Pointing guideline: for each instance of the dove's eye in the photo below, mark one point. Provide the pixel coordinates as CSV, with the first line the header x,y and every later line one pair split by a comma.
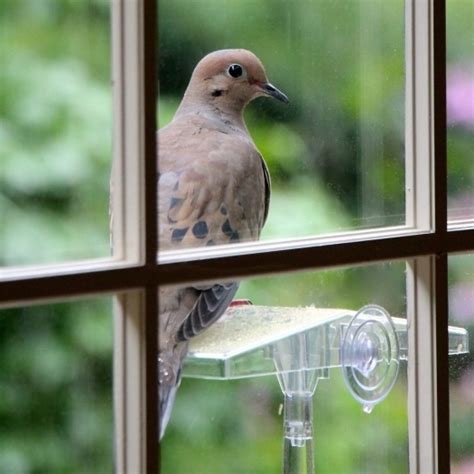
x,y
235,70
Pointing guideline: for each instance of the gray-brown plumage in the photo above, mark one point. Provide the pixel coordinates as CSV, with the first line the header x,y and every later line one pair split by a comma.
x,y
214,189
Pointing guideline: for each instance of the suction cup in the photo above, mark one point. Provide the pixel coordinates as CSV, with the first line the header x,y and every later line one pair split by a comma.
x,y
370,356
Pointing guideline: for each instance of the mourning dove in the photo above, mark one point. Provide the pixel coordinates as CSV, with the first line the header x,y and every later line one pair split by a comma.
x,y
214,188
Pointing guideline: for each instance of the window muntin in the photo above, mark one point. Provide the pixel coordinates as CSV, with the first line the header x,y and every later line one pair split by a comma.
x,y
336,153
55,129
460,109
56,408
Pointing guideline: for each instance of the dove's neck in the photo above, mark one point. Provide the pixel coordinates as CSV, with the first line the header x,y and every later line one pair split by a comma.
x,y
213,112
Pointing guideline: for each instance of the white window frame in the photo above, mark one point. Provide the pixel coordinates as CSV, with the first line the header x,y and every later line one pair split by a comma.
x,y
134,272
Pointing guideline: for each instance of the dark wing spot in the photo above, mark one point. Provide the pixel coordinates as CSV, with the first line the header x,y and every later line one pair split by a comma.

##########

TASK TO CARRY OUT ->
Your answer must be the lines from the one containing "Pointing guideline: for each instance of the gray-brown" through the last line of the entries, copied exactly, with no other lines.

RESPONSE AREA ->
Pointing guideline: for each instance of the gray-brown plumage in the photo above, mark one point. Provide the pixel coordinates as CSV, with the first line the header x,y and every later line one pair split by a comma.
x,y
214,189
Pointing guideline: for each instance of the suction cup in the photo above, mark one point. Provide the pixel coordinates as CSV, with the first line the header x,y and every later line one pair split by a comma.
x,y
370,356
Pointing guideline: for each instance of the mourning dove in the photo above, mark one point. Provide the pixel coordinates as CSV, with the first line the header x,y and every later line one pair split by a comma.
x,y
214,188
Pointing guideline: for each instance of the window muntin in the photo above, mark one point. Provide the pixel coordinates as CSV, with the first line the header x,y and every later line one pair split by a comma.
x,y
336,153
55,129
460,109
56,408
Pointing guideline: for each instance of the dove's neck in the photo above, mark one point. Provide the pixel coordinates as CSV, with the first line the header x,y and every later line one pair split by a comma.
x,y
213,112
Pointing guideline: for each instance of the white window frame in the photo above, mark one point. Provide the pixel coordinates as CSV, with the first line the header x,y and every later line one pair split by a comma.
x,y
134,272
Pointing guideline: for each instance of the dark wing spot in the photo above, mark one point. Provide the pixel coordinates as CSV, with the first line the header x,y and every later line one pair split by a comma.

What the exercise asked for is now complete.